** Opening Material for this task block **
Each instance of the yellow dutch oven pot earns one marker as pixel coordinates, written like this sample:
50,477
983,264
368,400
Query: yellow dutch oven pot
** Closing Material for this task block **
_Aim of the task_
Your answer must be the full listing above, printed exactly as it stands.

_Output for this exercise_
Each instance of the yellow dutch oven pot earns one marker as pixel coordinates, written like this sample:
50,477
983,264
368,400
Query: yellow dutch oven pot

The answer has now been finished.